## [Written instruction]
Return, exactly, the line that contains "TARGET: white and orange soccer ball" together with all lines after it to the end of the entries, and no further lines.

## [Stored data]
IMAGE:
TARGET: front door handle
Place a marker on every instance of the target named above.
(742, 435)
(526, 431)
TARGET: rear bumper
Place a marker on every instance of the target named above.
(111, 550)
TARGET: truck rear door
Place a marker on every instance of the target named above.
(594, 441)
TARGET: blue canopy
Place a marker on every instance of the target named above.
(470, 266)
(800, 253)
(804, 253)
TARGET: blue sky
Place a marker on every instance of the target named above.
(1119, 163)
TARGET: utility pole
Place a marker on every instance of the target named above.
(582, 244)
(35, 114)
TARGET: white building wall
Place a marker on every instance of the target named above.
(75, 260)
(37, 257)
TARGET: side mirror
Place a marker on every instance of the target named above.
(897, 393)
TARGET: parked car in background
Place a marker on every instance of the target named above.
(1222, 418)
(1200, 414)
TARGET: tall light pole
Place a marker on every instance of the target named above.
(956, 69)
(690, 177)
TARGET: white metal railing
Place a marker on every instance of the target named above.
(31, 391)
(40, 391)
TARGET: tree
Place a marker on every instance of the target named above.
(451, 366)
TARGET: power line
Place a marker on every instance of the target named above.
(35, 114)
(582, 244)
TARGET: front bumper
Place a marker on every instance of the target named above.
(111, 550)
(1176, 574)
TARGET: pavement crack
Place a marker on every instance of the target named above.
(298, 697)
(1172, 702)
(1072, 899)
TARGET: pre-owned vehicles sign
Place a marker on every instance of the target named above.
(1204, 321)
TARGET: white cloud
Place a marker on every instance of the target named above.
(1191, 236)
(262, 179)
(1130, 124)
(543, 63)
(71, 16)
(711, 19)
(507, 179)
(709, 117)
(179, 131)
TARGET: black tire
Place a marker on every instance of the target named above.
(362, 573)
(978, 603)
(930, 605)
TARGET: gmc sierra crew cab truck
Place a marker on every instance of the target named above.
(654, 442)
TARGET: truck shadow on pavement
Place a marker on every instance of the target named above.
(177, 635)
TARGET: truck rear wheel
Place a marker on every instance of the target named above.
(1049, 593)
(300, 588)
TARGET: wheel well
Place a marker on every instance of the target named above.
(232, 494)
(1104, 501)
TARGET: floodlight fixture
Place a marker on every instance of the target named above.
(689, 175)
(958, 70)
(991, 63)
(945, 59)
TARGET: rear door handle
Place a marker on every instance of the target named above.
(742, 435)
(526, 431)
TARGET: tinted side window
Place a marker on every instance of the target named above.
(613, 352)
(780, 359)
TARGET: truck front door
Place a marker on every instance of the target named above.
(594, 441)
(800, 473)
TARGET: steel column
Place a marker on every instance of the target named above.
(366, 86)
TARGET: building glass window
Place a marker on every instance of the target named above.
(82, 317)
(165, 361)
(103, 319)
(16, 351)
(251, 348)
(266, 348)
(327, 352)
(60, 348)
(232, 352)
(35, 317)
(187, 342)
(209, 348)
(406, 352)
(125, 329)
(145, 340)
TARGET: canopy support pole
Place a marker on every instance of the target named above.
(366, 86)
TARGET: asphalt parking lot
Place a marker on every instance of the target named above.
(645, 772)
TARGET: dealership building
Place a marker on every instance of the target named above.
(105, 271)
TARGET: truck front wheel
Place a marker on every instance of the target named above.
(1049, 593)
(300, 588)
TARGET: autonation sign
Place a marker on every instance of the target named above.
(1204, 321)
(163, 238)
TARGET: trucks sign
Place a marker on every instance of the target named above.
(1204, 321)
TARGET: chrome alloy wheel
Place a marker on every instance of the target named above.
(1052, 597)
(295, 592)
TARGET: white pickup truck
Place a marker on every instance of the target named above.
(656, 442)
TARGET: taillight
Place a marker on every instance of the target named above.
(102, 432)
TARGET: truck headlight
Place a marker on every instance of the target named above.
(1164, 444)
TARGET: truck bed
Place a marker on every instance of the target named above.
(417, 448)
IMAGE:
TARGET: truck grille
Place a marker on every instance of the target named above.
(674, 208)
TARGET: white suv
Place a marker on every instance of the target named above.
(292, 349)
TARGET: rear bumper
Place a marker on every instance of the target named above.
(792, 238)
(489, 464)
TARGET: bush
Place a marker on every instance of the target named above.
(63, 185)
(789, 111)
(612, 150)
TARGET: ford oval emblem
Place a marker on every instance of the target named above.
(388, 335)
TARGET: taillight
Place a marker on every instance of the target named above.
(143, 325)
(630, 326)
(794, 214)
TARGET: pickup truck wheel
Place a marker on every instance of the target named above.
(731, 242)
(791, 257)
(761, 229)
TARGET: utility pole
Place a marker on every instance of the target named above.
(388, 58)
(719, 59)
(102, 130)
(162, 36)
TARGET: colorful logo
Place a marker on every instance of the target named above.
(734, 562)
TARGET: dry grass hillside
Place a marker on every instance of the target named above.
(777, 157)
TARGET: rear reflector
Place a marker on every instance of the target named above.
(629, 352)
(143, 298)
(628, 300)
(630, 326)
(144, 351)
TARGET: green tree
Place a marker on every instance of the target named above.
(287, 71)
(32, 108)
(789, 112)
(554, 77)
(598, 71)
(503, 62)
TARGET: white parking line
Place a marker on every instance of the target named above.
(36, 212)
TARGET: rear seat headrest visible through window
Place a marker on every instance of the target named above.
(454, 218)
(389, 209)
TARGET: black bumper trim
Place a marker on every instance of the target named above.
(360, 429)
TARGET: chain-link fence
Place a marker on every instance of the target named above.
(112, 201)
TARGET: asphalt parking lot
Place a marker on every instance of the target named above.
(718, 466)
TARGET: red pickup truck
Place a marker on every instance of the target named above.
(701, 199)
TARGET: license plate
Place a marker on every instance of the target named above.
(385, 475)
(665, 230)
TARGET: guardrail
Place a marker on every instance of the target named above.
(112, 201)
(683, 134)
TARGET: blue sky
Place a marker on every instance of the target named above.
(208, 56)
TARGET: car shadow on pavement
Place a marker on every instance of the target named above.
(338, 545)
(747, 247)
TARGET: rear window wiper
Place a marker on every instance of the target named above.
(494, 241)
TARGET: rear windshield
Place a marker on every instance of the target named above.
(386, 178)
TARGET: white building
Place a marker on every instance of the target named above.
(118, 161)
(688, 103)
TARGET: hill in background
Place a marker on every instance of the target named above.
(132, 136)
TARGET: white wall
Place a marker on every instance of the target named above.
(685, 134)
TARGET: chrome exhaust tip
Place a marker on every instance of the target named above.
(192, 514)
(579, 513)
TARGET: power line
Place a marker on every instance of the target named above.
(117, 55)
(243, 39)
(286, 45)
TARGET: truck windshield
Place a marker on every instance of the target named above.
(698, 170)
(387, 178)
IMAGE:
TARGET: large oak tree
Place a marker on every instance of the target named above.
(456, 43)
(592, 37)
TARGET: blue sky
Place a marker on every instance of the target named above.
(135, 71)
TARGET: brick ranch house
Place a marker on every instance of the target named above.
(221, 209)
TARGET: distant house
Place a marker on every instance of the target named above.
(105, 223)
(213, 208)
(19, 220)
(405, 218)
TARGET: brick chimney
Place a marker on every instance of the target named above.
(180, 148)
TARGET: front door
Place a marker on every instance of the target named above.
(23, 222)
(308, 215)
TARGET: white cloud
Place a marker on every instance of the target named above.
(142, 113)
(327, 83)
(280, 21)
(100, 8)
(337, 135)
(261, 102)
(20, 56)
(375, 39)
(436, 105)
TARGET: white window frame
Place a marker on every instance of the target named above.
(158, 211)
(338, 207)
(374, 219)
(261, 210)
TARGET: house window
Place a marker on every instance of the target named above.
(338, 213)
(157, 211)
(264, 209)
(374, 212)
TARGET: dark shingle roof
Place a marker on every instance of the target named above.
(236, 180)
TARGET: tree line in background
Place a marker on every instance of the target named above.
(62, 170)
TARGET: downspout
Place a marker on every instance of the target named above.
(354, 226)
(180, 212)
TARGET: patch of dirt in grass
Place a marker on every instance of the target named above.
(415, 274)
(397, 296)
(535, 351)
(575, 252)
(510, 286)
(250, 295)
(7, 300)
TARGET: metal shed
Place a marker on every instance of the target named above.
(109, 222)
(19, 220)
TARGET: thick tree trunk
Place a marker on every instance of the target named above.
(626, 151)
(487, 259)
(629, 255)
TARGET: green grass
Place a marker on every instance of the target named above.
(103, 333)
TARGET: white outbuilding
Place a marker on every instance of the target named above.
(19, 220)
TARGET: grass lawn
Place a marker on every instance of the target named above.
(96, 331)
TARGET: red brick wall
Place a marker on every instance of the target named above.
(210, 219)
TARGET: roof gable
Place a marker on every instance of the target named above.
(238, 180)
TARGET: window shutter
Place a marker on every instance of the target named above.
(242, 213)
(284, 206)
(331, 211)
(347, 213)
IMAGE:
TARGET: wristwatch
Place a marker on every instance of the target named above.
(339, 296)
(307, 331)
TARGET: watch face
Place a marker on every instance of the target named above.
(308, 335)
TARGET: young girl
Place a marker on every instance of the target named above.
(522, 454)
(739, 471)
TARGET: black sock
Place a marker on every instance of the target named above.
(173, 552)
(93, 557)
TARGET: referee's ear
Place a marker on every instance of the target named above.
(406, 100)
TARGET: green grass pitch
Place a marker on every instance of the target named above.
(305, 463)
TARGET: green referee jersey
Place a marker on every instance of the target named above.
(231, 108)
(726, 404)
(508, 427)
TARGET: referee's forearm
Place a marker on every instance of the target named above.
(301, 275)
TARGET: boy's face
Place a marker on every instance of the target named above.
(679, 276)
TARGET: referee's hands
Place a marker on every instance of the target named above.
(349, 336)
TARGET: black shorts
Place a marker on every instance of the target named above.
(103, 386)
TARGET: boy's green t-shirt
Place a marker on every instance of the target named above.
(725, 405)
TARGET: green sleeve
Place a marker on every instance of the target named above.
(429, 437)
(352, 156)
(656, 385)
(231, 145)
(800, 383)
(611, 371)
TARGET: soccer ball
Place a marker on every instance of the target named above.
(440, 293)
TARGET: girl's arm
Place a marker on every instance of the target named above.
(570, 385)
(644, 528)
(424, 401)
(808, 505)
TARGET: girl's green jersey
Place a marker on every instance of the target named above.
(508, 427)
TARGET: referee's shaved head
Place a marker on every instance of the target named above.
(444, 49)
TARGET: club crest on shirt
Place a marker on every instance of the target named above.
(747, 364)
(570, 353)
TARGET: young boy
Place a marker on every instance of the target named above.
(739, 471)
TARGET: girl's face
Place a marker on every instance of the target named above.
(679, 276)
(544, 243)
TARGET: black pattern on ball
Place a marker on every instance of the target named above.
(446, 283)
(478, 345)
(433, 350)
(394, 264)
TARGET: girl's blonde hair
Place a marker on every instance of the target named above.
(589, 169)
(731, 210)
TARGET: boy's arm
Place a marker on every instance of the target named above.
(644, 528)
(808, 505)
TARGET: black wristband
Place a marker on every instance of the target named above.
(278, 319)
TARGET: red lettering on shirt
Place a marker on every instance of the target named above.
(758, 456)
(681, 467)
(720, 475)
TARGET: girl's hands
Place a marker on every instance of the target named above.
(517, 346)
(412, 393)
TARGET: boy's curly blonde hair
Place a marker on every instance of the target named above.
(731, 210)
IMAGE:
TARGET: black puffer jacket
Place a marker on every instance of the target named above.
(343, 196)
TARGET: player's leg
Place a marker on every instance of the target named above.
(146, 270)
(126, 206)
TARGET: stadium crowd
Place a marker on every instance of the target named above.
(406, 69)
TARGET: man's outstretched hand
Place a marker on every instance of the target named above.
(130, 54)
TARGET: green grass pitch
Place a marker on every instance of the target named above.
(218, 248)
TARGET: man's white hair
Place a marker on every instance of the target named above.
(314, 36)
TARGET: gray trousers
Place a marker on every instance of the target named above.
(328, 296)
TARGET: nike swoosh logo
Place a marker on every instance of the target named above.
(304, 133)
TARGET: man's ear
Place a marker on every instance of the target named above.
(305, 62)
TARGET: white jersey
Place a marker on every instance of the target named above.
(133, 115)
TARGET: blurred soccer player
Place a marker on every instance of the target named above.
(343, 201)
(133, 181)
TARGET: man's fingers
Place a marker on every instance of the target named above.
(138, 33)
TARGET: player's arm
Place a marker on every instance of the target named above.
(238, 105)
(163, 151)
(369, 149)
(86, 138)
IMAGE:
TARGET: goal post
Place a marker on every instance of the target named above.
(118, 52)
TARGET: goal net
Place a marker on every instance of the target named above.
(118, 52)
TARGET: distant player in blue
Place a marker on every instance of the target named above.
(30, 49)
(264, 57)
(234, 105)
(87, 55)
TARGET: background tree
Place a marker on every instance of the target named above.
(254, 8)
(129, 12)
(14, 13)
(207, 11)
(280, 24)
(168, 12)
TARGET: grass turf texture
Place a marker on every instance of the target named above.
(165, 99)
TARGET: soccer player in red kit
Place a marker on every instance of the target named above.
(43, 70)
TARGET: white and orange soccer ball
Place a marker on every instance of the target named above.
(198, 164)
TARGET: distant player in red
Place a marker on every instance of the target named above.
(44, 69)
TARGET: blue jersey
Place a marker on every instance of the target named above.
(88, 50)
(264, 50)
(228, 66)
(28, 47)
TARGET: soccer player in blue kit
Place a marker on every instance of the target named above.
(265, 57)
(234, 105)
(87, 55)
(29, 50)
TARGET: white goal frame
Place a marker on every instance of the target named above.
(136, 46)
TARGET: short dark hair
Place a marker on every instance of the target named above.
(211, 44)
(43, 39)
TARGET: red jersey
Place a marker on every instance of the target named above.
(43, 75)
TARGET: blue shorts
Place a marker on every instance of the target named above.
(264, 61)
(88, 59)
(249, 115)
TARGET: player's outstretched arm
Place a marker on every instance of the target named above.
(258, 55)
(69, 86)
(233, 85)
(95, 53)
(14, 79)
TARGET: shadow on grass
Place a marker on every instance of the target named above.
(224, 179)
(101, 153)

## [Solution to the problem]
TARGET: white and orange soccer ball
Place a marker on every instance of the target named above.
(198, 164)
TARGET: distant player in red
Place a marker on every instance of the target named above.
(44, 69)
TARGET: blue jersey
Place a marker on every instance of the target named above.
(88, 50)
(264, 50)
(228, 66)
(28, 47)
TARGET: soccer player in blue kit
Place a marker on every instance of the target named above.
(265, 57)
(234, 105)
(87, 55)
(29, 50)
TARGET: white goal frame
Place a marker on every instance of the target named above.
(136, 46)
TARGET: short dark hair
Place a marker on every instance of the target named above.
(211, 44)
(43, 39)
TARGET: red jersey
Place a marker on every instance of the target named above.
(43, 75)
TARGET: blue shorts
Place a marker on every instance of the target named above.
(264, 61)
(88, 59)
(249, 115)
TARGET: player's outstretched arm
Place a marker on every instance of the target named above.
(258, 55)
(69, 86)
(233, 85)
(95, 53)
(14, 79)
TARGET: shadow on grass
Place a marker on every instance of the target named above.
(224, 179)
(101, 153)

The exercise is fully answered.